-- INSTRUCTION --
In the mailing-list post on opCmp and opEquals, write out the passage from "Am 24.07.2014 01:52, schrieb" up to and including "that includes equality.", substituting "theory-centric" for "algorithm-centric".
[Begin TEXT PROVIDED]
WAT: opCmp and opEquals woes

Daniel Gibson via Digitalmars-d digitalmars-d at puremagic.com
Thu Jul 24 01:18:21 PDT 2014


Am 24.07.2014 01:52, schrieb Andrei Alexandrescu:
>
> I'm unconvinced. Most algorithms that need inequality don't need
> equality comparison; instead, they consider objects for which both !(a <
> b) && !(b < a) in the same "equivalence class" that doesn't assume they
> are actually equal.
>
> Bottom line, inferring opEquals from opCmp seems fishy.
>

You're thinking too algorithm-centric :-P

When I implement the "comparison operator" for my type, I expect it to 
be used for comparisons - and that includes equality.
If I had the feeling that I could implement == in a more efficient way, 
or that I actually want equality to have different semantics, I'd just 
implement opEquals as well.
[End TEXT PROVIDED]
[Begin SUPPLIED MATERIAL]
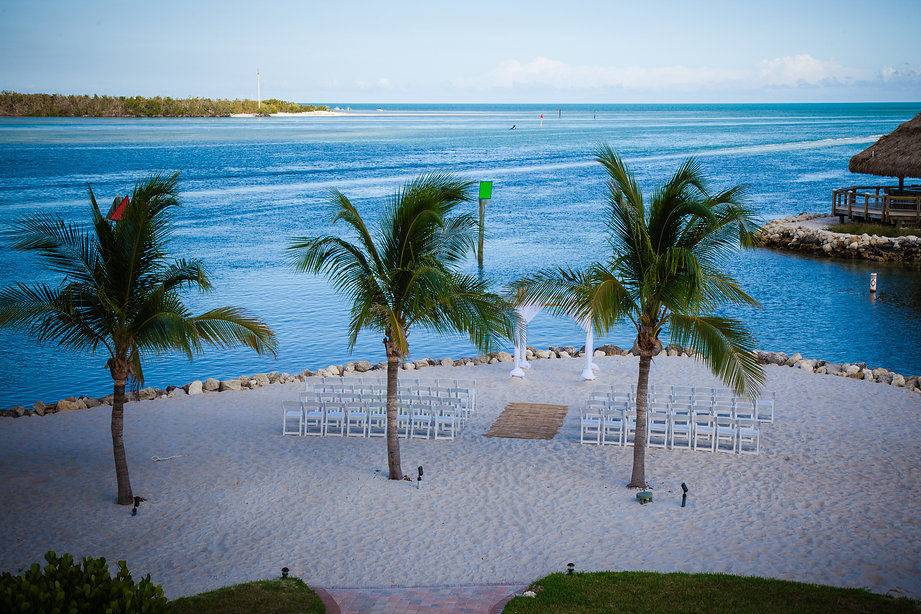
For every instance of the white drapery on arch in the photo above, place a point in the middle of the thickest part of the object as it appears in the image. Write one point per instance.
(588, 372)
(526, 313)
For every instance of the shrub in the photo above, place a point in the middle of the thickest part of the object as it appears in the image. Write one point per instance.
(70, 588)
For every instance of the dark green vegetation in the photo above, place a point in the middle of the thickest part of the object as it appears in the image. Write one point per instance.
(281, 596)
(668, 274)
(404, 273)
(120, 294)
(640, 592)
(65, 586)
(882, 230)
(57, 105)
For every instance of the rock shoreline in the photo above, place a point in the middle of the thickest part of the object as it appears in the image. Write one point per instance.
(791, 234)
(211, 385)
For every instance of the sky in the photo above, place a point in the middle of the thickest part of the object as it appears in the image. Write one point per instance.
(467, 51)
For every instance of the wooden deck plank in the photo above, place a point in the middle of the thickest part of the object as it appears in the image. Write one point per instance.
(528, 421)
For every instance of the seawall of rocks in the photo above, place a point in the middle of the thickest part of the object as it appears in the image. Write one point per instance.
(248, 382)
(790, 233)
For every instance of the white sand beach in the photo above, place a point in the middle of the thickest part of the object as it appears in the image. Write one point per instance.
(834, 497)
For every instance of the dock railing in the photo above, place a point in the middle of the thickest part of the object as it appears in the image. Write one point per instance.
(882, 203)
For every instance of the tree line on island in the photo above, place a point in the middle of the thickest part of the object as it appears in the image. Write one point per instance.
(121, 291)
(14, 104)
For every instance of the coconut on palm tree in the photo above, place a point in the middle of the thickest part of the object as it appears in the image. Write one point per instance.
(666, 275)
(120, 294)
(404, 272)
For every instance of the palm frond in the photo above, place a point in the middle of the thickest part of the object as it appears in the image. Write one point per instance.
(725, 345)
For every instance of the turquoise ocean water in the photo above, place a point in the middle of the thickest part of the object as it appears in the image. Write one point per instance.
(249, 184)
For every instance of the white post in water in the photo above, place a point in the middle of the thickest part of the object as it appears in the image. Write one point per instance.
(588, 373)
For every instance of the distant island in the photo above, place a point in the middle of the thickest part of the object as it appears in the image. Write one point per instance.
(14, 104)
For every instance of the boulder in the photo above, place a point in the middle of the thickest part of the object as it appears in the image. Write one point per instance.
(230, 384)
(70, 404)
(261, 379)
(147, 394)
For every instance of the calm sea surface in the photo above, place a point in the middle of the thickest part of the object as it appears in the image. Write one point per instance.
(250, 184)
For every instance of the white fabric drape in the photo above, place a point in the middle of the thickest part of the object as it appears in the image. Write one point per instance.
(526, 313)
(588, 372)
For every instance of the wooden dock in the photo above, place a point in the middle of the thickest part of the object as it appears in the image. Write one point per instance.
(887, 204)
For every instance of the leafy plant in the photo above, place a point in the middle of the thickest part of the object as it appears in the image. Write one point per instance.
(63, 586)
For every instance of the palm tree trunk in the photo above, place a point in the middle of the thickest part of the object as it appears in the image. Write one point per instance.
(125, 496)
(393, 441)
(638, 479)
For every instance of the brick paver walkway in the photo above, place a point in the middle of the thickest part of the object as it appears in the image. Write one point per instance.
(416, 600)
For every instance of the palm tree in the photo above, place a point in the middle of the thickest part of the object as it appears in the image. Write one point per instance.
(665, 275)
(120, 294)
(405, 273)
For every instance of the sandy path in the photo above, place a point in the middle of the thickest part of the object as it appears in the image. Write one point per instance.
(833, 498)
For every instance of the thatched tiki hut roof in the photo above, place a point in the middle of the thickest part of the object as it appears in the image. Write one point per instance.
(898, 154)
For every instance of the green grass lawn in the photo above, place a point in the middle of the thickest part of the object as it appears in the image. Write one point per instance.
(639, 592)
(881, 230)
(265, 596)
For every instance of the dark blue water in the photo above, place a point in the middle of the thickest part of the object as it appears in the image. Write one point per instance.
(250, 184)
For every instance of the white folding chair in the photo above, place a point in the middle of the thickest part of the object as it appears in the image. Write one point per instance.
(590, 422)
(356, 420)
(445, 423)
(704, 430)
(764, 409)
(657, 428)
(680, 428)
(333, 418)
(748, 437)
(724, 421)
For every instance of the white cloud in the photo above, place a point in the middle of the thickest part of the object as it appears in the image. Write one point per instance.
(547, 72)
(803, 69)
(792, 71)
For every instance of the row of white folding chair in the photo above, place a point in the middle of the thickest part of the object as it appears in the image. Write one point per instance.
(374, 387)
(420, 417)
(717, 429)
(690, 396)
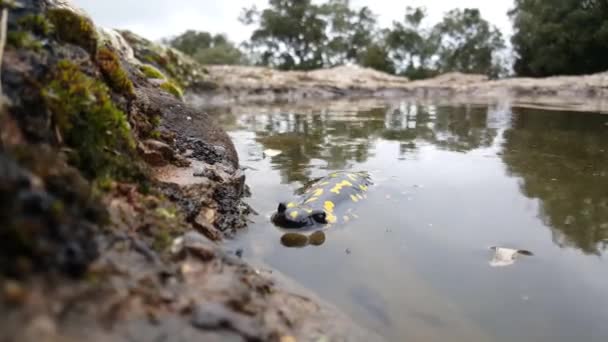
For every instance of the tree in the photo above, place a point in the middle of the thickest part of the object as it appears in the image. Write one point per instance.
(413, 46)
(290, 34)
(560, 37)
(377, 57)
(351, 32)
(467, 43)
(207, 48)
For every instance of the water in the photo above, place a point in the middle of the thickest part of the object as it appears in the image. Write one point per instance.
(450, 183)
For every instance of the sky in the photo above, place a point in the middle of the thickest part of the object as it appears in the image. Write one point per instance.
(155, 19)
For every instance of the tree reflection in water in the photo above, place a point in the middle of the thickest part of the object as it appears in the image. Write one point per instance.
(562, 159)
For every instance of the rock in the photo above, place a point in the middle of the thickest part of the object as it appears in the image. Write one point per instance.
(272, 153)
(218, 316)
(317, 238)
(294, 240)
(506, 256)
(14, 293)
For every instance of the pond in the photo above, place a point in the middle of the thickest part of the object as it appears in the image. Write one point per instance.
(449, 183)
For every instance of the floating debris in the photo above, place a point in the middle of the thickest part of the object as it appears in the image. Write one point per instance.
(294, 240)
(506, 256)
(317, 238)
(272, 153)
[End SUPPLIED MATERIAL]
-- WRITTEN RESPONSE --
Am 24.07.2014 01:52, schrieb Andrei Alexandrescu:
>
> I'm unconvinced. Most algorithms that need inequality don't need
> equality comparison; instead, they consider objects for which both !(a <
> b) && !(b < a) in the same "equivalence class" that doesn't assume they
> are actually equal.
>
> Bottom line, inferring opEquals from opCmp seems fishy.
>

You're thinking too theory-centric :-P

When I implement the "comparison operator" for my type, I expect it to 
be used for comparisons - and that includes equality.